## Texto del documento
--- --- ---

Astucias femeninas

Estas líneas no buscan reconstruir el estado de la cuestión del cine filmado por directoras. Si así fuera no podríamos esquivar el bulto y tendríamos que tomarnos el trabajo de ver todas las películas “femeninas”, incluso aquellas que no nos interesan; o, lo que es peor, nos veríamos obligados a postergar aquellas otras que de veras nos reclaman. Tendríamos que ponernos a trabajar contrarreloj, a la manera de los críticos que salen corriendo a comprar la novela sobre la que se basa la película que protagonizará su columna dominical, nada más que para simular una erudición que a nadie interesa (salvo a los repetidores de siempre, esos que olvidan fácilmente las fuentes que inspiran sus comentarios). Esos personajes que en una conversación no pierden oportunidad de demostrar cuán interesantes y sabihondos son, mientras que desperdician toda ocasión de enriquecer ese oxígeno de la inteligencia que es el silencio.
Pues bien, una vez pedidas las disculpas por no haber leído todo el programa de la materia y dejando atrás la rabieta, avanzamos diciendo que el objeto de este boceto consiste en rastrear ciertas afinidades temáticas entre algunas películas vistas hace tiempo y otras estudiadas para la ocasión. En este sentido, nos preguntaremos acerca de la eventual relación entre la mirada femenina y la preocupación por los dobleces de las convenciones sociales, especialmente de las posiciones sociales más encumbradas. En definitiva, quizá nos estemos preguntando por la posibilidad de una filosofía femenina urdida en lenguaje cinematográfico.

--- --- ---

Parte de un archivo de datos
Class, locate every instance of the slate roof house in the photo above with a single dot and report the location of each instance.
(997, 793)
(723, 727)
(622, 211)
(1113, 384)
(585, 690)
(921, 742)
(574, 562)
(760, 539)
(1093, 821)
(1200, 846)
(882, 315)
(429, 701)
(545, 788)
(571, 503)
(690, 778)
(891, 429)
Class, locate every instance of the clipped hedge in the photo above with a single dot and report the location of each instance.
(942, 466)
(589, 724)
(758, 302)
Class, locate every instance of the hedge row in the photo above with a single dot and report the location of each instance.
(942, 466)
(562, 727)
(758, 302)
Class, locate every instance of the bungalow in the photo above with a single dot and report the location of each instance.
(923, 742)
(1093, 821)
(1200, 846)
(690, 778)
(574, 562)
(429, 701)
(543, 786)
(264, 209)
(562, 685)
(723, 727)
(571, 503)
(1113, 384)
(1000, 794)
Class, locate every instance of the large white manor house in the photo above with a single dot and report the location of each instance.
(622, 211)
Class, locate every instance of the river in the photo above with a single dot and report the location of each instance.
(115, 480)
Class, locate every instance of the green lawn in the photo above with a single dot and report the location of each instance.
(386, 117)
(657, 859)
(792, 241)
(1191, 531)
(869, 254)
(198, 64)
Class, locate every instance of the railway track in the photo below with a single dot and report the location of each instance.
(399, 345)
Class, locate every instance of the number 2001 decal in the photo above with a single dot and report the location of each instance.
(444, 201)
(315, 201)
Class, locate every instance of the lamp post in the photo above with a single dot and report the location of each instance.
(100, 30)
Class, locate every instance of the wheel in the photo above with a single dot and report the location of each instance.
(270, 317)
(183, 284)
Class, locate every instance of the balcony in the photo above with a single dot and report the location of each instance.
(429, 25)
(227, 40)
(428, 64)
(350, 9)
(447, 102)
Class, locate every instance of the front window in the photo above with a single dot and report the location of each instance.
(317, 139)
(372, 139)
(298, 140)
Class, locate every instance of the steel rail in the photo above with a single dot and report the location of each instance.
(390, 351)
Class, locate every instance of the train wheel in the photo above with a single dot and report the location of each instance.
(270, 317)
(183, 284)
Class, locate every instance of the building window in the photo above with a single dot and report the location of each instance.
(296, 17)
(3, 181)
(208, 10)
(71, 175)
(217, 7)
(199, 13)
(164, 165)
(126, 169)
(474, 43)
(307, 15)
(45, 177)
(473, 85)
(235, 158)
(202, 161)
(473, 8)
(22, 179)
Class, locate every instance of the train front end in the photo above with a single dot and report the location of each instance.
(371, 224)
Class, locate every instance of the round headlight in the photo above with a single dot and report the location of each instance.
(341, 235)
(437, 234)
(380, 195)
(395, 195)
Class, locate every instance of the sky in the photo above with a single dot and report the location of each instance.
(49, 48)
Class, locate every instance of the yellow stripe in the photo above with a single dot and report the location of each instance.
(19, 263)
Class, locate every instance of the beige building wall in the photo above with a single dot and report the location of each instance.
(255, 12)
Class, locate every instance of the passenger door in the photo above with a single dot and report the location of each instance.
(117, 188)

--- --- ---

## Objetivo 1
Enumera todo lo que, según el texto sobre el cine de directoras, tendríamos que hacer o nos veríamos obligados a hacer si estas líneas buscaran reconstruir el estado de la cuestión.
## Objetivo 2
Reescribe el texto sobre el cine de directoras desde "Pues bien, una" hasta "en lenguaje cinematográfico.", cambiando "boceto" por "ensayo".
## Objetivo 3
Traduce al inglés esta oración del texto sobre el cine de directoras: "En definitiva, quizá nos estemos preguntando por la posibilidad de una filosofía femenina urdida en lenguaje cinematográfico."

## Respuesta escrita 1
- Tomarnos el trabajo de ver todas las películas "femeninas", incluso aquellas que no nos interesan.
- Postergar aquellas otras películas que de veras nos reclaman.
- Ponernos a trabajar contrarreloj.

## Respuesta escrita 2
Pues bien, una vez pedidas las disculpas por no haber leído todo el programa de la materia y dejando atrás la rabieta, avanzamos diciendo que el objeto de este ensayo consiste en rastrear ciertas afinidades temáticas entre algunas películas vistas hace tiempo y otras estudiadas para la ocasión. En este sentido, nos preguntaremos acerca de la eventual relación entre la mirada femenina y la preocupación por los dobleces de las convenciones sociales, especialmente de las posiciones sociales más encumbradas. En definitiva, quizá nos estemos preguntando por la posibilidad de una filosofía femenina urdida en lenguaje cinematográfico.

## Respuesta escrita 3
In short, perhaps we are asking about the possibility of a feminine philosophy woven in cinematic language.